▶ **TASK GOAL**:
Report every line of the listing below that contains the string "dark", copying each such line in full.

Dataset records

━━━━━━━━━━━━━━━━

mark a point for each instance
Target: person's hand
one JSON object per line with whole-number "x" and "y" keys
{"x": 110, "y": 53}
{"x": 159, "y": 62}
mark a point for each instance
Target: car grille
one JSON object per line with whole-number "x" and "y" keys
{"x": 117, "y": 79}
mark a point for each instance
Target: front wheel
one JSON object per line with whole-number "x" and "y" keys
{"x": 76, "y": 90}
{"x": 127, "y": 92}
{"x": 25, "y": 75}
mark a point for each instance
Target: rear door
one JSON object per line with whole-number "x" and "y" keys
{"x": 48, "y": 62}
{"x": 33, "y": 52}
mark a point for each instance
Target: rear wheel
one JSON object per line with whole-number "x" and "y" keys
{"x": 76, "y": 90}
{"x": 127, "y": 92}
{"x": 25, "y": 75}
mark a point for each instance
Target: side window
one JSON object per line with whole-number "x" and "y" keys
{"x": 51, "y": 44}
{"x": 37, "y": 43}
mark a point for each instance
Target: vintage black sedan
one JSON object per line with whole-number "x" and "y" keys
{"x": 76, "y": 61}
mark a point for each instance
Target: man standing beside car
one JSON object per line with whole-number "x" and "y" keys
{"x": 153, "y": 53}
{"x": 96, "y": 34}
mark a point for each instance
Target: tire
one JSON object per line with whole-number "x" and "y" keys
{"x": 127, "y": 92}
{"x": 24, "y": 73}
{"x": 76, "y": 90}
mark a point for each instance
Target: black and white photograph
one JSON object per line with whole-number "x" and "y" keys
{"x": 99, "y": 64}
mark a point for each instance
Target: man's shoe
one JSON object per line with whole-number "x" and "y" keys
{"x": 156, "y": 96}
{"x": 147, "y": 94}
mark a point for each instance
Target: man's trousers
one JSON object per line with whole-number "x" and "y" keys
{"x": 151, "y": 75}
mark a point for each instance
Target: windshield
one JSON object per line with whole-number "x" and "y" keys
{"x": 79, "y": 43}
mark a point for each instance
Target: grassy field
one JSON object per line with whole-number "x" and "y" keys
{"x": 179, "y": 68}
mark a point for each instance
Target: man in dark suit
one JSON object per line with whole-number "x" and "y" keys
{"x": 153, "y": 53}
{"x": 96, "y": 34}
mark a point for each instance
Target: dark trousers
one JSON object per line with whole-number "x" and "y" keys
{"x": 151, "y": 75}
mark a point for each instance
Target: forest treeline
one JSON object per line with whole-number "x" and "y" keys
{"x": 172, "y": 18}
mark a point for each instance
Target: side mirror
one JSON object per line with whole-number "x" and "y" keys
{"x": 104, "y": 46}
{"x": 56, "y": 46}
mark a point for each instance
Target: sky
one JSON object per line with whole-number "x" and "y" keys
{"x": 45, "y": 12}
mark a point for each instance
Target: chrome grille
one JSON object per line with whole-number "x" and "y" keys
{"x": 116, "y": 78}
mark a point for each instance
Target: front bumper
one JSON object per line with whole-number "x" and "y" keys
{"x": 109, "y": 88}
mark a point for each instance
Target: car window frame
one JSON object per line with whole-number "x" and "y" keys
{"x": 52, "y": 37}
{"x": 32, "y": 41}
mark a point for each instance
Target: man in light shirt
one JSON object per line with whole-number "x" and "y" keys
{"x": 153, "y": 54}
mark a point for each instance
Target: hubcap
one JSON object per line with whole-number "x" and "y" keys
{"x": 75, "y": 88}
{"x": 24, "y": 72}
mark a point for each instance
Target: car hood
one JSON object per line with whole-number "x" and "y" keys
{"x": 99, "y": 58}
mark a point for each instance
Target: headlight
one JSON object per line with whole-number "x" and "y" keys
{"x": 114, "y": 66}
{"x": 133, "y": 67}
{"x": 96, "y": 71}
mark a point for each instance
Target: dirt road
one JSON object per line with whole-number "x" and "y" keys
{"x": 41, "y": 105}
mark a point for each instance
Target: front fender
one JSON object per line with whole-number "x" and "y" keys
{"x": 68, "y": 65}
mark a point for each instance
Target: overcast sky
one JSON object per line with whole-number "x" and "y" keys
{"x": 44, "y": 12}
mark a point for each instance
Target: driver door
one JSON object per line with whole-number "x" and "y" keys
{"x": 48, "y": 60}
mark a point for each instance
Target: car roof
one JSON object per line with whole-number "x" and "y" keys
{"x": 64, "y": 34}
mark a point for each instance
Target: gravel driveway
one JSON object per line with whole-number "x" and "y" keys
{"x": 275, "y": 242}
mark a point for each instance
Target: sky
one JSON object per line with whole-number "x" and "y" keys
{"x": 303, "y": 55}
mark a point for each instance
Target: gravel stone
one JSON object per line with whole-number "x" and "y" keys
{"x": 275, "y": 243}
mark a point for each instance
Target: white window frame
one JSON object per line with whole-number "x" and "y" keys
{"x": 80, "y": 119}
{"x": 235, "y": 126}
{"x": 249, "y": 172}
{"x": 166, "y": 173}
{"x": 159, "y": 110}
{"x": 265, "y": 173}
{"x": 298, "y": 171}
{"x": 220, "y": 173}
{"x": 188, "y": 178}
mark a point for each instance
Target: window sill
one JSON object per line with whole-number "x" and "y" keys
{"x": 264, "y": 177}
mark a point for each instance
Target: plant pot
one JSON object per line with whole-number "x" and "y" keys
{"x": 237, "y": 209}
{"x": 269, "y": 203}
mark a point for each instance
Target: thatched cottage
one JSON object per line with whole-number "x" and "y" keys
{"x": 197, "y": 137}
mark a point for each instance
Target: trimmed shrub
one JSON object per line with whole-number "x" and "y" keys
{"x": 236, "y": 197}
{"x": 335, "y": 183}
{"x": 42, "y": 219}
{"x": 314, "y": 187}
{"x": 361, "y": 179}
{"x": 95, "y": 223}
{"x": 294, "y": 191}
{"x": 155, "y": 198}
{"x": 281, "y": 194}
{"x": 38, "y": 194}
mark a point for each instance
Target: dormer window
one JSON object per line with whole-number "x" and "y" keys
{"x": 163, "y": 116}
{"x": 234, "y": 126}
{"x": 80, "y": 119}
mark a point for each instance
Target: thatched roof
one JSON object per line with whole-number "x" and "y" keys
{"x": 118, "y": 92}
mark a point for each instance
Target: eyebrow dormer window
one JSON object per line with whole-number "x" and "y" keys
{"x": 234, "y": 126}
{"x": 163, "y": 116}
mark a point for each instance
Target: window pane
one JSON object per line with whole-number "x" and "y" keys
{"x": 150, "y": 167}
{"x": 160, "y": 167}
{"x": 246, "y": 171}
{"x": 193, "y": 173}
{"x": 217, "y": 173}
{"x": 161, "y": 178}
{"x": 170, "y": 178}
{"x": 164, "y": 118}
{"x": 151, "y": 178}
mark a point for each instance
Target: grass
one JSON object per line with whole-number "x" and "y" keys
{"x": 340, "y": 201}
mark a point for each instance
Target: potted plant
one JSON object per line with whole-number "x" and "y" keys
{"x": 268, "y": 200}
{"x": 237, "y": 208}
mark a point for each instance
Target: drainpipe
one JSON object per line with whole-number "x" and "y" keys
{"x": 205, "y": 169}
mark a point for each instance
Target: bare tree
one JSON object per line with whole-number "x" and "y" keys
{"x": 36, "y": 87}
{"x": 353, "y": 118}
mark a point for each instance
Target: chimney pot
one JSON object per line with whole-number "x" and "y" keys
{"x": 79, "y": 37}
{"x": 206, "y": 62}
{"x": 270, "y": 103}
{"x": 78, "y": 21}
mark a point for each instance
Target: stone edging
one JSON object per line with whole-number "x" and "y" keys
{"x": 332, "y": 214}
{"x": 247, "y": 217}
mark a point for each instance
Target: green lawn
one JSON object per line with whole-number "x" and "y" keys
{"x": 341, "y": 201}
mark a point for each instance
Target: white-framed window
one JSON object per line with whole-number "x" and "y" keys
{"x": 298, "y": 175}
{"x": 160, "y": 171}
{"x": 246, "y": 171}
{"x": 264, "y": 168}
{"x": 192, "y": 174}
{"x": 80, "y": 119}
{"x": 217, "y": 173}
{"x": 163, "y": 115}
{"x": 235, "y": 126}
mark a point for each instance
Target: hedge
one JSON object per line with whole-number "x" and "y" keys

━━━━━━━━━━━━━━━━

▶ **FINAL RESULT**:
Target: man in dark suit
Target: dark trousers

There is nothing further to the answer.